Work item:
Copy every line of the entries that has the string "below" in it.

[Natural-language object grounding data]
——
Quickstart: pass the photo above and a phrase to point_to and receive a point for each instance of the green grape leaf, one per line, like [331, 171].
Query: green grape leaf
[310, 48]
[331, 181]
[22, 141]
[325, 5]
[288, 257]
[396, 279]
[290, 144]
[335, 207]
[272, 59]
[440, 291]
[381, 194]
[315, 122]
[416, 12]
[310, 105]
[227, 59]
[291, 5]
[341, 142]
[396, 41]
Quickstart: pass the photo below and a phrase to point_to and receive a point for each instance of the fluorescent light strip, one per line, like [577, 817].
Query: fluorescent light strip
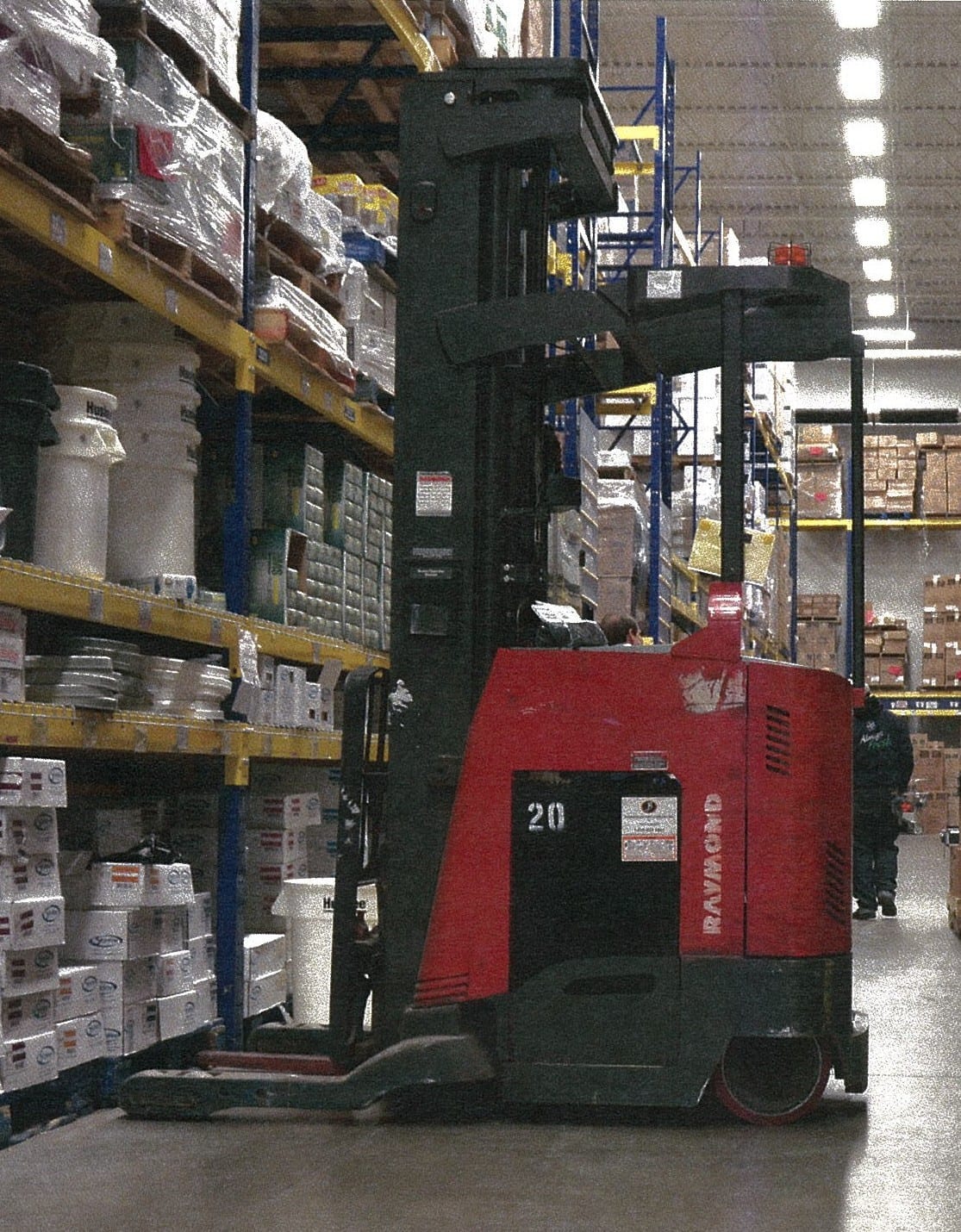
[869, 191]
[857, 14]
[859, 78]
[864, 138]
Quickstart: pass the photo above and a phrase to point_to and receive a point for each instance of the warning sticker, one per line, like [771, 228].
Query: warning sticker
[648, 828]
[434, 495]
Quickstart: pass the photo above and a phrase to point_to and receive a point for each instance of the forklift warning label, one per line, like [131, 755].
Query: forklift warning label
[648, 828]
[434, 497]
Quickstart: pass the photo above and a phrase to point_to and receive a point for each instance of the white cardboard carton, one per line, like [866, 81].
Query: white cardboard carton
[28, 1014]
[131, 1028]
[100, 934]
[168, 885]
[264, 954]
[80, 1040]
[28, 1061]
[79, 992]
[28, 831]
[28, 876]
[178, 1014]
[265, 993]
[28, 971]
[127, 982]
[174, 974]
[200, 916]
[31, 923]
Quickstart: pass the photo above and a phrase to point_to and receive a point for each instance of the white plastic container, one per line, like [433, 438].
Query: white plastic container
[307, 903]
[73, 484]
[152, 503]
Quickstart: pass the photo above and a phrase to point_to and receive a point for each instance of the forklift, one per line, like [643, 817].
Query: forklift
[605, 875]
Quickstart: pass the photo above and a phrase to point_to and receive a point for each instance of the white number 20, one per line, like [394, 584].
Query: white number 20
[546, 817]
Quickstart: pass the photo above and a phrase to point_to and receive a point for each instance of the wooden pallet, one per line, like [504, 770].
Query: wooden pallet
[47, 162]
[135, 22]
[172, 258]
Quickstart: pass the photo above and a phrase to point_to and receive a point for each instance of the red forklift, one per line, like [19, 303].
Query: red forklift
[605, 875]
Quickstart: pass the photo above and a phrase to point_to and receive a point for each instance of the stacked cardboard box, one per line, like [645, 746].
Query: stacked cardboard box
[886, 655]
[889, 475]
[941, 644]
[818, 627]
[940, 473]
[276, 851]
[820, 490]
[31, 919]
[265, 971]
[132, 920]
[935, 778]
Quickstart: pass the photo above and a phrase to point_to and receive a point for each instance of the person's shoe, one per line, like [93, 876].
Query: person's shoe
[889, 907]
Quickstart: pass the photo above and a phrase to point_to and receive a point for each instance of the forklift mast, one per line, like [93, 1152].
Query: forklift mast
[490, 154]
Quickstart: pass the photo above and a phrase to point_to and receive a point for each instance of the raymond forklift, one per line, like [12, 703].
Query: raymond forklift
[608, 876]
——
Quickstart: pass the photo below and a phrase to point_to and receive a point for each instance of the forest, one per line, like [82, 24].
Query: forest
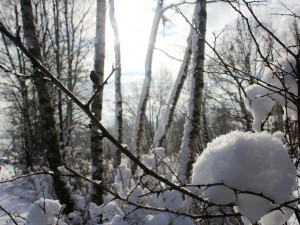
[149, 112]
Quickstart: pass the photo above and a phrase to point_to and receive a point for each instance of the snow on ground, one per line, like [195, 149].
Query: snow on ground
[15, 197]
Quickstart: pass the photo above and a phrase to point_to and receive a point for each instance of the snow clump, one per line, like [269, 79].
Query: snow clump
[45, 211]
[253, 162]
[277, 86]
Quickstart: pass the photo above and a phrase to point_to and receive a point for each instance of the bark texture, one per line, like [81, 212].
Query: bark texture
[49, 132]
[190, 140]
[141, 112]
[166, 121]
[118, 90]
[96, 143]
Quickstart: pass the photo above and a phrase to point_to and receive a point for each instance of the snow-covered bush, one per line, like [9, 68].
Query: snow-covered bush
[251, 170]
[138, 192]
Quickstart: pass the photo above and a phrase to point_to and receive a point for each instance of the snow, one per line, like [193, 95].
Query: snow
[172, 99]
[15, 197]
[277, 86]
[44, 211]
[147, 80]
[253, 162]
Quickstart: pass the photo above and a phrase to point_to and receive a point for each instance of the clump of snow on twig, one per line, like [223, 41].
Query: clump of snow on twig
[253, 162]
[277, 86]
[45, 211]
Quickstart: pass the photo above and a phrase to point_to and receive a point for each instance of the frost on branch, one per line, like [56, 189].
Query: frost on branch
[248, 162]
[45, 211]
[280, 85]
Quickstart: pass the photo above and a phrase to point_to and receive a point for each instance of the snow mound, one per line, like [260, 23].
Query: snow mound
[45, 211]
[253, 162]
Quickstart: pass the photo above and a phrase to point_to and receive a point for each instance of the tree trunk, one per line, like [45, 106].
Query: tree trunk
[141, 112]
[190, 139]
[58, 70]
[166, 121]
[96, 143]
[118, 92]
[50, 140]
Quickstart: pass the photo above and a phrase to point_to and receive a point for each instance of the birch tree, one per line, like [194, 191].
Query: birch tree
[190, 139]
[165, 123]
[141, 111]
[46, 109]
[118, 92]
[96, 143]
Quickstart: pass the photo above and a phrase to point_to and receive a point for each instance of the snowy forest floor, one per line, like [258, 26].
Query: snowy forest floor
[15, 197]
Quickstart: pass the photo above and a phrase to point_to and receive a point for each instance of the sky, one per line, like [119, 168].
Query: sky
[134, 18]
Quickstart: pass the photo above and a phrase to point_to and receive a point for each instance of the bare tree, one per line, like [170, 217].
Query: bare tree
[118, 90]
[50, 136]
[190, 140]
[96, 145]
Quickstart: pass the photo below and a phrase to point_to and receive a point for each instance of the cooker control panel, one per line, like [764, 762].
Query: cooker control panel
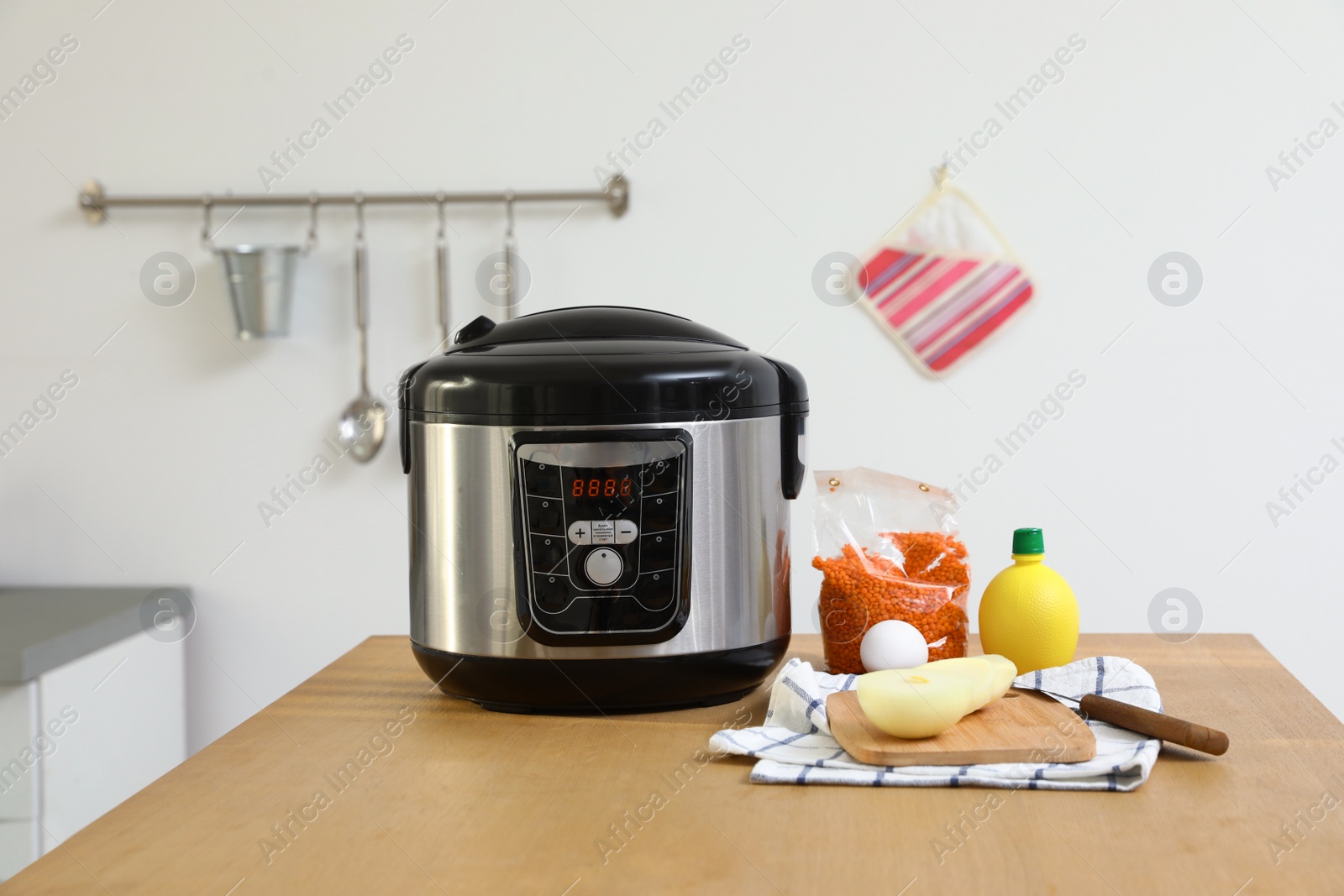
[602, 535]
——
Exercise answer:
Quickstart: pass the photo below and a phrase to point_to and receive a point for each instance of the fluorescent light strip, one per line, like [577, 817].
Quickstart: pass the photo below and a phrase to point_to and receive a point for each instance of the forest, one per line, like [82, 24].
Quickstart: pass the photo below and a phrase to point_to and receive a point for each instance of the cooker control panel, one per line, like [764, 762].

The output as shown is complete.